▶ PROBLEM TO WORK ON:
Copy every row below word for word, leaving out the pictures.

________________________________________

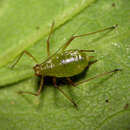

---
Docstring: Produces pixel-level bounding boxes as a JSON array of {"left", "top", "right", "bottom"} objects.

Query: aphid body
[
  {"left": 12, "top": 23, "right": 120, "bottom": 107},
  {"left": 34, "top": 50, "right": 92, "bottom": 77}
]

________________________________________

▶ FINISHED TASK:
---
Docstring: Produces pixel-level bounding boxes as a JSON array of {"left", "top", "right", "bottom"} objects.

Query: aphid body
[
  {"left": 12, "top": 23, "right": 120, "bottom": 107},
  {"left": 34, "top": 50, "right": 92, "bottom": 77}
]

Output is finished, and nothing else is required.